Problem:
A faithful transcription of the entries below is required.

Start of The input

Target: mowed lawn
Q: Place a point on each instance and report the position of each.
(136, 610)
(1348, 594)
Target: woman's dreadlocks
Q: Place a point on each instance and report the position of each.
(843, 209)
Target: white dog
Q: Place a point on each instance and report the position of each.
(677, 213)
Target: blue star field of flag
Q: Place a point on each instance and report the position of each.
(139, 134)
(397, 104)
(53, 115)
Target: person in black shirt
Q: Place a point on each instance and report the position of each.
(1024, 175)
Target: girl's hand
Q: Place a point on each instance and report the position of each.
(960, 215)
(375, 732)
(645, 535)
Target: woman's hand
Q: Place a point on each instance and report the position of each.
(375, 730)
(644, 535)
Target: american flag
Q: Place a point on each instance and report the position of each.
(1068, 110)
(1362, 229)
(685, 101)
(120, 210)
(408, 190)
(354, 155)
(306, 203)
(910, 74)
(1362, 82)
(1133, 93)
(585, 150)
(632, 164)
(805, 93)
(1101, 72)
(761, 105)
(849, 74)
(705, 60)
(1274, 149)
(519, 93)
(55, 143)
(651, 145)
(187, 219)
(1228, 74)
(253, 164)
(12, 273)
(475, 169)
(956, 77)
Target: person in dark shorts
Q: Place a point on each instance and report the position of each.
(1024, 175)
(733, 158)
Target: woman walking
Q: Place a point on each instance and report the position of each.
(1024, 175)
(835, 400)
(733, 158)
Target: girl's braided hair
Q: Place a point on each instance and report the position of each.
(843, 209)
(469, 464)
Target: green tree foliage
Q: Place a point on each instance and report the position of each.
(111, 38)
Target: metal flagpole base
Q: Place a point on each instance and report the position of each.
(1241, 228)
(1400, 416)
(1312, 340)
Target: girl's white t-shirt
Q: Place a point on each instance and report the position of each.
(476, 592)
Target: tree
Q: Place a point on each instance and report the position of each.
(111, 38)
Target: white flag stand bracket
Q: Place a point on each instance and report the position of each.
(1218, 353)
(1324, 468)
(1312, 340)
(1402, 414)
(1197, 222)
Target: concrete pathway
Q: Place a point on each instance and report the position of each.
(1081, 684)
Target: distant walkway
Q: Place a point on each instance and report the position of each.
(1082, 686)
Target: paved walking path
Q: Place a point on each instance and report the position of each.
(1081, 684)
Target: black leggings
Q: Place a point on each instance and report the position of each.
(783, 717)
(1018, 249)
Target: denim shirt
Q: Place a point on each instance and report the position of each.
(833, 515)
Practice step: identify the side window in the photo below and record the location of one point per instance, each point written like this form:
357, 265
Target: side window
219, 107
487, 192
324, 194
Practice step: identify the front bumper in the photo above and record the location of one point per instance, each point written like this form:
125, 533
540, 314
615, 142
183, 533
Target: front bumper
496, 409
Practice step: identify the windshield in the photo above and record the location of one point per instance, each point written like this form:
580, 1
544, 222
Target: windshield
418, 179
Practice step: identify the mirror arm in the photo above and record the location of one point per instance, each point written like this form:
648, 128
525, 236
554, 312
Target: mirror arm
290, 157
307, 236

End of The input

Response box:
Target: mowed lawn
Q: Place a point on each instance and report the position of each.
(136, 610)
(1348, 594)
Target: woman's dreadlocks
Q: Place a point on each instance and report the position of each.
(843, 209)
Target: white dog
Q: Place a point on each instance and report the position of each.
(677, 213)
Target: blue star field of flag
Q: Place a point on each instance and report the position of each.
(139, 134)
(397, 104)
(53, 115)
Target: person in black shirt
Q: Place a point on each instance and report the position of each.
(1024, 175)
Target: girl's hand
Q: Place a point on each instance and report the position of each.
(960, 215)
(375, 732)
(645, 535)
Target: woman's hand
Q: Place a point on each instance and report the position of each.
(375, 730)
(644, 535)
Target: american flag
Q: Place a point on each instance and report the position of each.
(1068, 110)
(1362, 229)
(685, 101)
(120, 210)
(408, 190)
(354, 155)
(306, 203)
(910, 74)
(1362, 82)
(1133, 93)
(585, 150)
(632, 164)
(805, 93)
(1101, 72)
(761, 105)
(849, 74)
(705, 60)
(1274, 149)
(519, 93)
(55, 143)
(651, 145)
(187, 219)
(1228, 74)
(253, 164)
(12, 273)
(475, 169)
(956, 77)
Target: person in dark shorts
Q: Place a point on each instance and report the position of each.
(1024, 175)
(733, 158)
Target: woman walking
Q: Place a point on each instance and report the position of each.
(1024, 175)
(835, 400)
(733, 158)
Target: girl's braided hair
Q: Place a point on each instance and report the position of each.
(843, 209)
(469, 464)
Target: green tree foliage
Q: Place a point on each instance and report the position of each.
(111, 38)
Target: metal flagpole base
Q: Place a point on each instance and report the position of each.
(1241, 228)
(1400, 416)
(1312, 340)
Target: girl's white t-shirt
Q: Place a point on each instance and report the position of each.
(476, 592)
Target: tree
Q: Place a point on each instance and report the position of each.
(111, 38)
Target: white flag stand bracket
Q: Place a point on each instance and report the position of each.
(1218, 353)
(1324, 468)
(1312, 340)
(1402, 414)
(1197, 222)
Target: concrete pathway
Q: Place a point on each instance and report the position of each.
(1081, 684)
Target: distant walkway
Q: Place a point on each instance and report the position of each.
(1082, 686)
Target: paved walking path
Q: Place a point on each instance and report the position of each.
(1081, 684)
Target: black leggings
Q: Place a point on each instance and report the position of each.
(783, 717)
(1018, 249)
Target: denim shirt
Q: Place a point on each instance and report the position of each.
(833, 515)
Practice step: identify the side window in the photo below and record the location of one point per instance, each point written like this form:
357, 265
Target: side window
219, 107
487, 192
324, 194
Practice step: identify the front bumper in the photo above and record the location of one point per instance, each point written like this form:
125, 533
540, 314
615, 142
183, 533
Target: front bumper
496, 409
Practice step: identify the windshield in the photo above and record the location of one point per instance, each point written like this form:
580, 1
544, 222
Target: windshield
418, 179
Practice step: identify the mirror arm in the photo above and record the location of one point per instance, each point written like this form:
648, 128
525, 236
554, 312
Target: mirror arm
290, 157
307, 236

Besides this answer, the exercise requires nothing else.